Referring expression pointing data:
= Beginning of Section =

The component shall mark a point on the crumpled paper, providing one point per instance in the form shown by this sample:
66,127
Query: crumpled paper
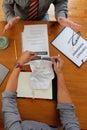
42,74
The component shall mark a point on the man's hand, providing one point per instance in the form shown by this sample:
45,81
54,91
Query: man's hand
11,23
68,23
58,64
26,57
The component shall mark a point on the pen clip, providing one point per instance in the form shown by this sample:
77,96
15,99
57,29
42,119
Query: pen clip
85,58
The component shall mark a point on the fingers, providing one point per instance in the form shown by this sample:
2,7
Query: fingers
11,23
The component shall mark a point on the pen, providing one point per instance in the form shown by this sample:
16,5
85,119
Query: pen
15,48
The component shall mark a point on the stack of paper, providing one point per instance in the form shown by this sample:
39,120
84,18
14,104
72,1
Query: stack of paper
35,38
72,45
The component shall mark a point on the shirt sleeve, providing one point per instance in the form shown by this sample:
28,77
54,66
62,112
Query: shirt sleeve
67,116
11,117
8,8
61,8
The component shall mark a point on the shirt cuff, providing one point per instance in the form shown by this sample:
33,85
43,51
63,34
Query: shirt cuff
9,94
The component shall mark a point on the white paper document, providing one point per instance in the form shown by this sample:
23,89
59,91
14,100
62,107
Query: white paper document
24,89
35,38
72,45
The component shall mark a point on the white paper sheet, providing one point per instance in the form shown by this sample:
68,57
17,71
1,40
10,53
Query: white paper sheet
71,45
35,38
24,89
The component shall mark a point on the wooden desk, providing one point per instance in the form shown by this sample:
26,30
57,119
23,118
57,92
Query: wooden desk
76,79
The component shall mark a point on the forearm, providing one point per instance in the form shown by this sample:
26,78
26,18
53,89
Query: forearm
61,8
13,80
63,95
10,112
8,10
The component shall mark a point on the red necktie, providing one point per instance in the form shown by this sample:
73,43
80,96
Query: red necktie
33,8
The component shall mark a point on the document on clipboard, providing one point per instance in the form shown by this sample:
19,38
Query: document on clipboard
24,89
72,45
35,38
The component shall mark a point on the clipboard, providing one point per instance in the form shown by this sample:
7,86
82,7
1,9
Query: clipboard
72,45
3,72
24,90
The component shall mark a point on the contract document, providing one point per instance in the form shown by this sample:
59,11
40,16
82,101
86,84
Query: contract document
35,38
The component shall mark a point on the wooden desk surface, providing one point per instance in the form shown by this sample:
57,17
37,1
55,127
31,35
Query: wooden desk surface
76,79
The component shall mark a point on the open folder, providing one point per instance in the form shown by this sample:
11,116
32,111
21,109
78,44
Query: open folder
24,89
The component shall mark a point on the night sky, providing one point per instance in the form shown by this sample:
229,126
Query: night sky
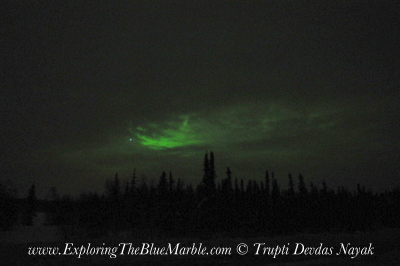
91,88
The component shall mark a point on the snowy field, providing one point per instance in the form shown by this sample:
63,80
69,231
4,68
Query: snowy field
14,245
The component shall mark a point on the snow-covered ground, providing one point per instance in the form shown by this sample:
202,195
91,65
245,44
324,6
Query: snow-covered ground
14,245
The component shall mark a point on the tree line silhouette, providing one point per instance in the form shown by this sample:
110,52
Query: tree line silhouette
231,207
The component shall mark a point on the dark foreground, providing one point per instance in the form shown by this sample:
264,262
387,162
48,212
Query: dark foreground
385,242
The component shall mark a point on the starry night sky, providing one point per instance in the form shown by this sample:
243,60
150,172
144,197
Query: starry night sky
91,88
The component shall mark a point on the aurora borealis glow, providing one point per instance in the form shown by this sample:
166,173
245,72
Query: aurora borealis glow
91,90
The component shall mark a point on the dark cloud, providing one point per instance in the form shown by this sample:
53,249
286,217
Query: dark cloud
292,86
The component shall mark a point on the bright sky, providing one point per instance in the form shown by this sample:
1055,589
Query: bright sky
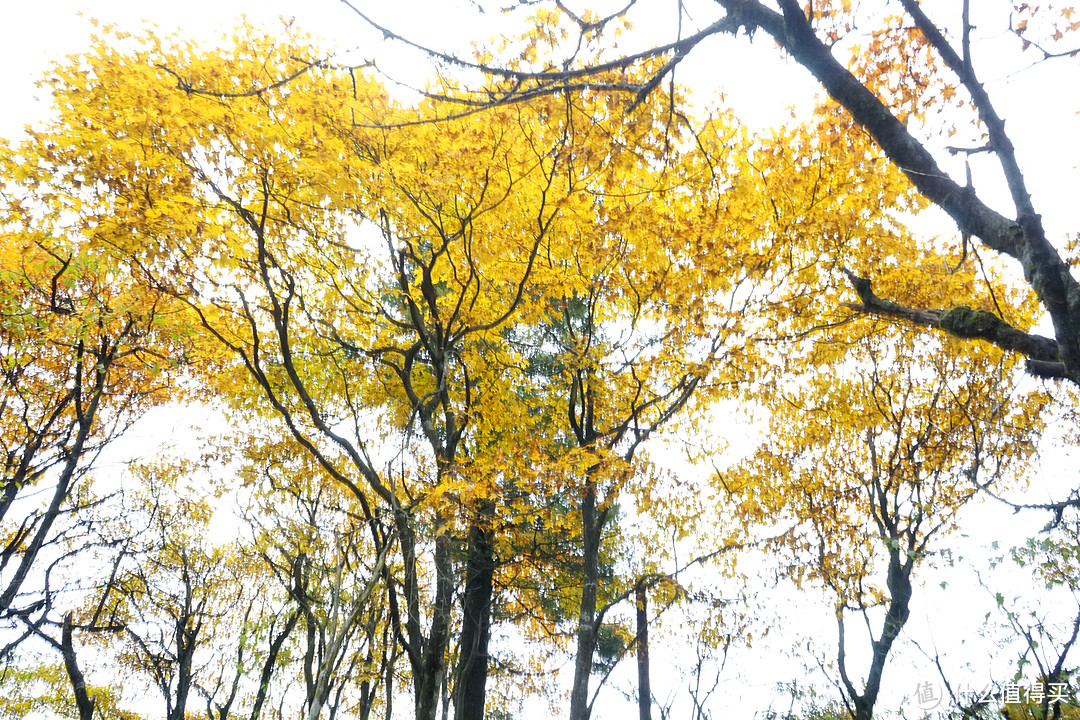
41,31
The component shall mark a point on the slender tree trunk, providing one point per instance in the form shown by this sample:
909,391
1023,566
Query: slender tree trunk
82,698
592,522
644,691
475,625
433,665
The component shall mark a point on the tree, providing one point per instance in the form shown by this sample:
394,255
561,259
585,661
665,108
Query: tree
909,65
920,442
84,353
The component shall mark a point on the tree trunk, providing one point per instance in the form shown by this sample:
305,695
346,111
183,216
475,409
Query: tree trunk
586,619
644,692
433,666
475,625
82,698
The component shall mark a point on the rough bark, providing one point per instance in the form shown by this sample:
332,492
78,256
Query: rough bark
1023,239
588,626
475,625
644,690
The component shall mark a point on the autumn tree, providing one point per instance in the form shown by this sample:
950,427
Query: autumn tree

= End of Section =

A verbatim copy of the data, free of pictures, is the expected answer.

The component shall mark a point on the crumpled paper, providing one point per instance in the form shown by this sample:
66,127
Query: crumpled paper
42,74
The component shall mark a point on the man's hand, providing one point per instance in the form shown by this sample:
45,81
54,91
Query: man's hand
11,23
68,23
58,64
26,57
The component shall mark a point on the pen clip, providing one point per instance in the form shown by this sample:
77,96
15,99
57,29
42,119
Query: pen clip
85,58
The component shall mark a point on the fingers, providing one point per instance in the form shown by this sample:
2,7
Query: fingers
11,23
The component shall mark a point on the pen, providing one point per instance in the form shown by this sample:
16,5
85,119
Query: pen
15,48
The component shall mark a point on the stack of paper, providing one point per instance in the form shown by this sample:
39,120
84,18
14,104
72,1
Query: stack of paper
35,38
72,45
The component shall mark a point on the shirt sleeve, providing one point per instance in the form shown by this sample:
28,77
54,66
62,112
Query: shirt sleeve
67,116
11,117
8,8
61,8
The component shall mark a point on the shirt cuff, providing one point per instance in the form shown by this sample:
33,85
43,51
63,34
Query: shirt cuff
9,94
The component shall mark a point on the white paper document, providing one point per instance in the form shown by this sample:
23,89
59,91
14,100
62,107
Query: white paper document
24,89
35,38
72,45
The component shall mark a point on the white paper sheet, providing one point per instance in the form shown by this sample:
68,57
17,71
1,40
10,53
Query: white paper sheet
71,45
35,38
24,89
The component shall mark a point on the wooden desk, providing one point per instance in the form shown by this sample:
26,30
57,119
23,118
57,92
Query: wooden desk
76,79
The component shall mark a point on the forearm, providing one point per instance in the form shown by this sample:
26,78
26,18
53,89
Query: forearm
61,8
13,80
63,95
10,112
8,10
The component shall mark a point on the red necktie, providing one point per instance in the form shown by this sample:
73,43
80,96
Query: red necktie
33,8
The component shall mark a point on the document on clipboard, providing one point per instance in the form shown by this sample:
19,38
Query: document on clipboard
24,89
72,45
35,38
The component shall mark a point on the clipboard, providing one point per instance in the form shown by this sample:
7,86
82,7
1,9
Query: clipboard
72,45
3,72
24,90
The component shall mark a point on the contract document, providing one point per instance in the form shown by this sample:
59,11
40,16
82,101
86,84
Query: contract document
35,38
The component shall mark a point on the wooden desk surface, providing one point per instance in the form shown by this sample:
57,17
37,1
55,127
31,35
Query: wooden desk surface
76,79
The component shall mark a point on the open folder, providing one point per instance in the form shown by this sample:
11,116
32,111
21,109
78,44
Query: open folder
24,89
The component shall mark a point on the night sky, providing one point per instance in the form shown by this sample:
229,126
Query: night sky
91,88
The component shall mark a point on the snowy field, providing one point per instance in the form shown by this sample:
63,80
69,231
4,68
Query: snowy field
14,245
The component shall mark a point on the snow-covered ground, providing one point per instance in the form shown by this sample:
202,195
91,65
245,44
324,6
Query: snow-covered ground
14,245
The component shall mark a point on the tree line silhouette, providing one point per instance in the form shown by this sample:
110,52
Query: tree line silhouette
231,207
The component shall mark a point on the dark foreground, providing one point per instance in the form shown by this sample:
264,262
387,162
48,212
Query: dark foreground
385,242
The component shall mark a point on the starry night sky, providing one point per instance in the form shown by this sample:
243,60
150,172
144,197
Query: starry night sky
91,88
The component shall mark a point on the aurora borealis glow, providing one point per instance in the form shown by this sample:
166,173
245,72
Query: aurora borealis glow
91,90
The component shall mark a point on the dark cloud, providing one point per instance in the form shown by this sample:
53,249
286,217
Query: dark cloud
292,86
The component shall mark a point on the bright sky, providing one point per instance in the form shown by this sample:
1055,589
Query: bright sky
41,31
The component shall mark a point on the slender tree trunk, providing one point per instance in the form shown by this sample:
909,391
1023,566
Query: slender tree trunk
82,698
592,522
644,691
475,625
433,665
The component shall mark a point on the tree, providing one point per instance in the form shown by this sample:
394,255
561,259
585,661
665,108
Query: tree
909,65
920,442
84,353
The component shall mark a point on the tree trunk, providing one point per instance in the form shown by this sample:
305,695
346,111
183,216
475,409
Query: tree trunk
586,619
644,692
433,666
475,625
82,698
The component shall mark a point on the rough bark, providing one point per instance in the form shown by this sample:
332,492
78,256
Query: rough bark
1023,239
588,626
475,625
644,690
The component shall mark a point on the autumn tree, providing one point per instance in the form shown by this sample:
950,427
Query: autumn tree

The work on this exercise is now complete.